### Texto proporcionado
10 de agosto de 2012

La Constitución de Montecristi -aprobada abrumadoramente por la ciudadanía ecuatoriana- entre sus múltiples aciertos y acciones renovadoras relievó y le dio una nueva estructura al poder electoral como una de las cinco funciones del Estado. La actual conformación de ella establece la existencia de dos organismos: el Consejo Nacional Electoral y el Tribunal Contencioso Electoral, de un origen distinto y con una raíz, en su génesis, diferente en el fondo y en  la forma de selección al que existía en el país de la partidocracia.

De esta manera, y con los fundamentos jurídicos existentes, la conexión de la institucionalidad democrática y la soberanía popular está asegurada y solventa el progreso social. Está claro entonces que la revolución constitucional  y legal  gestada en la Asamblea Constituyente del año 2008 posibilitó y sustentó un pensamiento de sujeción cada día más claro de los actores políticos a los derechos y garantías de todos los ciudadanos.

Las limitaciones a las libertades y la dialéctica viciosa de los viejos partidos que se daba antes y que comprimieron y ahogaron la pureza del sufragio en acontecimientos espurios tales como el fraude electoral de las elecciones de 1956, donde se le arrebató el triunfo al candidato doctor Raúl Clemente Huerta, o las adulteraciones y resoluciones ilegítimas y triquiñuelas para impedir la victoria eleccionaria de Jaime Roldós A., por parte del llamado “tribunal de la mano negra”, de ingrata recordación, son unos pocos ejemplos.

La historia de hace medio siglo en que se distorsionaron y degeneraron los pronunciamientos populares no se pueden olvidar, aunque ahora, con el despertar del conglomerado social, seguramente estos hechos nos parecen increíbles a la luz de la contemporaneidad, sin embargo, los recientes quebrantamientos éticos y las vulneraciones a la fe pública,  cometidos  por organizaciones y empresas electoreras que aspiran a retomar su dominio sobre la patria, nos hacen pensar muy seriamente en la desaparición de la moral política, en ellos, los culpables.

### Ítems presentados
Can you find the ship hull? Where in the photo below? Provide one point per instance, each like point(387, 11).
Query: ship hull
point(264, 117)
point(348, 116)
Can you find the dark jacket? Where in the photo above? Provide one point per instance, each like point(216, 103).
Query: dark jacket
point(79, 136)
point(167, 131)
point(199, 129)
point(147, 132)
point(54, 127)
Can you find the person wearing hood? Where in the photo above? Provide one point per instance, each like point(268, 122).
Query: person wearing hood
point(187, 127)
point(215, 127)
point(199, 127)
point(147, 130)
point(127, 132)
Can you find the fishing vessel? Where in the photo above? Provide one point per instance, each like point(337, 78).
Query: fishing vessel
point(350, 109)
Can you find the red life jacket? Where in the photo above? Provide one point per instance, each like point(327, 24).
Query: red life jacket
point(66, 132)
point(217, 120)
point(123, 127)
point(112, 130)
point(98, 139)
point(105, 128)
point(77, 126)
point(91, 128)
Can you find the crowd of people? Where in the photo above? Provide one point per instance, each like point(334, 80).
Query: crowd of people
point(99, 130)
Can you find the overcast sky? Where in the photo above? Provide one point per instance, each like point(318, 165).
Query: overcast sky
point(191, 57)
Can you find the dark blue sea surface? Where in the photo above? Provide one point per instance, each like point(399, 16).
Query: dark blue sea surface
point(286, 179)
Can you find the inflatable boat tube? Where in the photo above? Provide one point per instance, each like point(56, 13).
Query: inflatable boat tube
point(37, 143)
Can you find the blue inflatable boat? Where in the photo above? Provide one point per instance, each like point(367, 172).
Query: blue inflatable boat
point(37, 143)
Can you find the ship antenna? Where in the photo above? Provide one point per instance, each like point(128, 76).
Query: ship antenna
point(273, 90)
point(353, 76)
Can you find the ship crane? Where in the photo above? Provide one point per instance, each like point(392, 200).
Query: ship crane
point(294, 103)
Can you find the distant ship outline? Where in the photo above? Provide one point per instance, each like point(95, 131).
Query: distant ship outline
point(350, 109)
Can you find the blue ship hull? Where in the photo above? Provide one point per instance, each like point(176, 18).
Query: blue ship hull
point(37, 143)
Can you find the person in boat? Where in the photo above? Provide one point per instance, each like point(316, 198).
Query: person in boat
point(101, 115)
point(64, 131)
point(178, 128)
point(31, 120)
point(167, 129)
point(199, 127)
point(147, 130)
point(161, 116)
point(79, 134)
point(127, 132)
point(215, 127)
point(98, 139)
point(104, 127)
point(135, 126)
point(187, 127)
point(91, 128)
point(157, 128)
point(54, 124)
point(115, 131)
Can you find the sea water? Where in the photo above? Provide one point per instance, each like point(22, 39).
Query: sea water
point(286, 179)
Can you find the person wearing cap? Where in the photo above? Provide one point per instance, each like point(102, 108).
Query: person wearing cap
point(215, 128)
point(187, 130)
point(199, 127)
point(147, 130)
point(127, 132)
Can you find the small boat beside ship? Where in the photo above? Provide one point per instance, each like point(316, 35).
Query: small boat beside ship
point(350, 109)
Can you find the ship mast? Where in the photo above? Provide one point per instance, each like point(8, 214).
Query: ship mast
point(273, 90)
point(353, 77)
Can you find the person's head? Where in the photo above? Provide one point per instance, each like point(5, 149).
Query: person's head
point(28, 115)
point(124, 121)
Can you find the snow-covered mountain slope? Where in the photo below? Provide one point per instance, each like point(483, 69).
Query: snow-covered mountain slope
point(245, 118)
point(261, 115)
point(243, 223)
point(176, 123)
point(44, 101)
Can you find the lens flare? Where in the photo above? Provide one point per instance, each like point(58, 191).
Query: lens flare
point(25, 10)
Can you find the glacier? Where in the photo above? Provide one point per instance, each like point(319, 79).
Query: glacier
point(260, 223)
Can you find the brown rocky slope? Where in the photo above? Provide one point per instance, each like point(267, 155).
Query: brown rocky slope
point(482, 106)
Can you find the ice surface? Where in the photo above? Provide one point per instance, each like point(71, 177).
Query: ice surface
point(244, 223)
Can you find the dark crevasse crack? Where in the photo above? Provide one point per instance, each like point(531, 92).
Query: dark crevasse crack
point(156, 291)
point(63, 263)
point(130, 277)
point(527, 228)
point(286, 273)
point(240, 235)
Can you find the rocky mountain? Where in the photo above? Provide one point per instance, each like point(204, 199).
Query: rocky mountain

### Planteamiento del problema
Indique si cada afirmación concuerda con el texto proporcionado, contestando sí o no y citando textualmente las palabras que lo determinan: (a) el poder electoral está conformado actualmente por dos organismos; (b) el fraude electoral mencionado ocurrió en las elecciones de 1968; (c) el poder electoral es una de las cinco funciones del Estado. Responda basándose únicamente en el texto proporcionado.

### Resultado del ejercicio
(a) Sí: «La actual conformación de ella establece la existencia de dos organismos: el Consejo Nacional Electoral y el Tribunal Contencioso Electoral».
(b) No: «el fraude electoral de las elecciones de 1956».
(c) Sí: «como una de las cinco funciones del Estado».